For many communities, the “great companies” part is increasingly in question.
Data center projects are frequently sold as major employment boons, though in practice, many of the positions used to justify subsidies are low-skilled, temporary or indirect, according to Good Jobs First, a Washington, D.C.-based watchdog.
That pattern has played out across the country. In Tucson, Ariz., a project known as Project Blue pledged 180 jobs, but city officials later concluded that most would be temporary construction work, with few permanent roles—a mismatch, they said, for a community facing acute water and energy constraints.
“The jobs that data centers do create locally are typically low-wage, term-limited, non-technical positions such as security, maintenance and janitorial work,” according to research from the University of Michigan.
In Ohio, Google announced a $1.7 billion expansion of three data center sites, with talk of “thousands” of jobs. Subsequent reporting showed that while roughly 1,200 workers were needed during construction at each facility, permanent staffing was expected to total around 200. In Indiana, residents have complained that an xAI data center delivered only “tens” of long-term jobs while receiving generous tax abatements, even as nearby communities raised concerns about air quality and health.
“A lot of folks are working in good faith, but this job creation falsehood is at the heart of so many of these economic development deals,” Mozena argued. “The real purpose isn’t to create jobs but to make voters believe that politicians are responsible for creating jobs.” Most jobs are construction related.

→ WORK INSTRUCTIONS
Update the passage on data center jobs from the words starting at "That pattern has" and ending at "and energy constraints.", replacing "Project Blue" with "Project Azure" throughout that span.

→ Dataset entries
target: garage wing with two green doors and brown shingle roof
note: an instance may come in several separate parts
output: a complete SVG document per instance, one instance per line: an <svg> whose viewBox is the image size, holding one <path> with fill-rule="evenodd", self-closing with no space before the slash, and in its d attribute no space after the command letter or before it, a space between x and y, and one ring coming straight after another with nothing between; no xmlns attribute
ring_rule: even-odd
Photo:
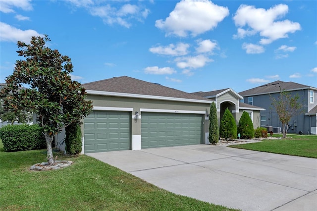
<svg viewBox="0 0 317 211"><path fill-rule="evenodd" d="M127 76L82 86L94 106L82 153L209 144L209 99Z"/></svg>

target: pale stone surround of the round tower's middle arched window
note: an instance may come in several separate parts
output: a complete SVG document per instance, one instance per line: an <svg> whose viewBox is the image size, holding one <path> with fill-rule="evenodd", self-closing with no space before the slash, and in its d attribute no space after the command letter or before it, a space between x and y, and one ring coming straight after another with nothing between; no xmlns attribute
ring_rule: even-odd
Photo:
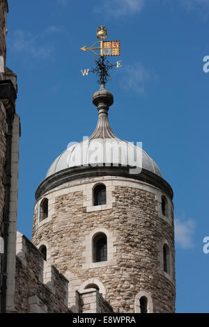
<svg viewBox="0 0 209 327"><path fill-rule="evenodd" d="M93 262L93 237L95 237L95 234L100 232L107 236L107 261ZM82 265L82 269L98 268L116 264L116 259L114 259L114 253L116 253L114 241L116 241L116 237L114 237L113 233L106 228L95 228L90 234L88 234L83 242L83 246L85 247L83 257L85 257L86 262Z"/></svg>

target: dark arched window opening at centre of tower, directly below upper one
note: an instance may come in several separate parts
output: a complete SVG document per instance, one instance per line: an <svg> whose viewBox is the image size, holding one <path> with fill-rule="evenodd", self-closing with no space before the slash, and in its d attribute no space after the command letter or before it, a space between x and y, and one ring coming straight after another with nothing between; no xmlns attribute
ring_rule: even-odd
<svg viewBox="0 0 209 327"><path fill-rule="evenodd" d="M93 262L107 261L107 236L98 233L93 238Z"/></svg>

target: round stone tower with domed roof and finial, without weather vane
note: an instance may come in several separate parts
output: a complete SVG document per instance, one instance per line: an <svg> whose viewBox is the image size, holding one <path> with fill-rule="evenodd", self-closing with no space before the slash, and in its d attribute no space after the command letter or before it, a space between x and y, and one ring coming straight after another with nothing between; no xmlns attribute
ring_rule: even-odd
<svg viewBox="0 0 209 327"><path fill-rule="evenodd" d="M95 131L56 158L38 186L33 244L68 278L74 312L89 288L114 312L174 312L173 191L144 150L114 134L113 102L104 86L94 93Z"/></svg>

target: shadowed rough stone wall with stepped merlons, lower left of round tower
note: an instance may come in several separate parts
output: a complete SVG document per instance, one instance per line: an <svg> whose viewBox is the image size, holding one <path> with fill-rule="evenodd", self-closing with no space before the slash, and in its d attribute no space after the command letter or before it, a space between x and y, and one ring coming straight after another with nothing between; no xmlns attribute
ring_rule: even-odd
<svg viewBox="0 0 209 327"><path fill-rule="evenodd" d="M17 232L15 310L18 313L70 312L66 307L68 280L52 266L49 287L43 284L44 259L38 249Z"/></svg>

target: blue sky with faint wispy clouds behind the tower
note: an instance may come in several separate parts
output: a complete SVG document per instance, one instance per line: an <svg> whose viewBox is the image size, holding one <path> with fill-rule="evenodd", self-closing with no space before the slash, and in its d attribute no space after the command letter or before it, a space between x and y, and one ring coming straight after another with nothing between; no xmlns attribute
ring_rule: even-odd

→ SOLUTION FOR THIS EXERCISE
That pattern has played out across the country. In Tucson, Ariz., a project known as Project Azure pledged 180 jobs, but city officials later concluded that most would be temporary construction work, with few permanent roles—a mismatch, they said, for a community facing acute water and energy constraints.